Em declarações à agência Lusa, Isaura Tavares, docente da FMUP, revelou hoje que o estudo, distinguido com o Prémio Grunenthal Dor 2020, pretendeu avaliar a questão da neuropatia, isto é, a dor induzida pelo tratamento oncológico com agentes citostáticos.

A neuropatia caracteriza-se por um aumento da sensibilidade a estímulos dolorosos, mas também aos que não deveriam causar dor. Esta complicação é comum no tratamento do cancro e afeta significativamente a qualidade de vida dos doentes.

“Este é um assunto por vezes esquecido, porque, quando uma pessoa está a lutar contra um problema oncológico, o foco é o cancro e muitas vezes esquecemo-nos que as pessoas deixam de poder ser tratadas porque os citostáticos têm muitos efeitos colaterais, sendo um deles destruir os nervos periféricos”, afirmou.

Tarefas obrigatórias —
a) Indique se cada afirmação concorda com o texto sobre a neuropatia, respondendo sim ou não e citando as palavras do texto que o decidem: (i) o estudo recebeu o Prémio Grunenthal Dor 2020; (ii) a neuropatia é uma complicação rara no tratamento do cancro; (iii) Isaura Tavares é docente da FMUP.
b) Apresente a continuação do texto sobre a neuropatia a partir do ponto em que ele termina.

Excertos do conjunto de dados:
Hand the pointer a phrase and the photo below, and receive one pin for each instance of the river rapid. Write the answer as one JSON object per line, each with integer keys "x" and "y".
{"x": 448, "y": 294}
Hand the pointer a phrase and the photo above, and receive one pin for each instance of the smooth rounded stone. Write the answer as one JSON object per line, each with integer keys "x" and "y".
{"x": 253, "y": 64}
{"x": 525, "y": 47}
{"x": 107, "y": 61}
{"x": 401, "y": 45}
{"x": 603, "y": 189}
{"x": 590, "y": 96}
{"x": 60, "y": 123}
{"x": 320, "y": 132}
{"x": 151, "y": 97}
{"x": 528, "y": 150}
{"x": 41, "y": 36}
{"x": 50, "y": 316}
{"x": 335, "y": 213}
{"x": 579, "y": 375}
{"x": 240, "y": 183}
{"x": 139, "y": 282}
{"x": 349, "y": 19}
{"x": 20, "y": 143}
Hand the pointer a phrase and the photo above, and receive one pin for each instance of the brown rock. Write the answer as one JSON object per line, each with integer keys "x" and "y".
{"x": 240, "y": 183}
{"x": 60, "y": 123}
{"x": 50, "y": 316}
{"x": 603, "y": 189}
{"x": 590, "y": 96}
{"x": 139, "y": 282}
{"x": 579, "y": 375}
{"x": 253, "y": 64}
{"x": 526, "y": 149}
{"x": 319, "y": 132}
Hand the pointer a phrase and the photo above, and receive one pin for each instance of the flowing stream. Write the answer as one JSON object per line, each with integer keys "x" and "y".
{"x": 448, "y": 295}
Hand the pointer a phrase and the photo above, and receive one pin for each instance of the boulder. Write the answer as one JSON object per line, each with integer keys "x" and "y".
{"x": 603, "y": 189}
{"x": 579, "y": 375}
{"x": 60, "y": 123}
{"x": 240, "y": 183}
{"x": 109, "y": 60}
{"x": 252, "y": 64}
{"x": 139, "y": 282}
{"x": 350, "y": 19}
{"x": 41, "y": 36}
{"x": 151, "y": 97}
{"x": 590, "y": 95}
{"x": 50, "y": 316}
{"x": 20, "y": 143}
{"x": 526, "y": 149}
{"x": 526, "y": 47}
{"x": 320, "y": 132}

Respostas às tarefas —
a)
(i) Sim: "distinguido com o Prémio Grunenthal Dor 2020".
(ii) Não: "Esta complicação é comum no tratamento do cancro".
(iii) Sim: "Isaura Tavares, docente da FMUP".

b)
Os agentes citostáticos, usados em função do tipo de cancro e de acordo com ‘deadlines’ estabelecidas, impedem que as células cancerígenas se repliquem. No entanto, ao mesmo tempo, estes agentes “vão destruir os componentes das células do sistema nervoso periférico, acabando por produzir sensações de dor” no doente oncológico.

“As pessoas ficam desesperadas, não conseguem por a mão debaixo de água porque é doloroso, é um aspeto que afeta a qualidade de vida do doente quando ele está a ser tratado e muitas vezes isto persiste nos sobreviventes de cancro”, salientou Isaura Tavares.

Com o intuito de perceber como é que o “cérebro controla a dor”, os investigadores têm vindo, desde há cinco anos, a estudar a questão em vários modelos animais, nos quais mimetizam um ciclo de quimioterapia.

“Ao fim de algum tempo, estudamos os nervos dos animais, como é que é o seu comportamento em relação aos estímulos e analisamos partes do cérebro para perceber como é que estão os sistemas que controlam a dor”, observou a investigadora.

O estudo, que lança uma “nova luz” sobre os mecanismos neurológicos subjacentes à dor e aos sintomas da neuropatia induzida pela quimioterapia, concluiu que o sistema nervoso central é “indiretamente afetado pela lesão dos nervos periféricos”.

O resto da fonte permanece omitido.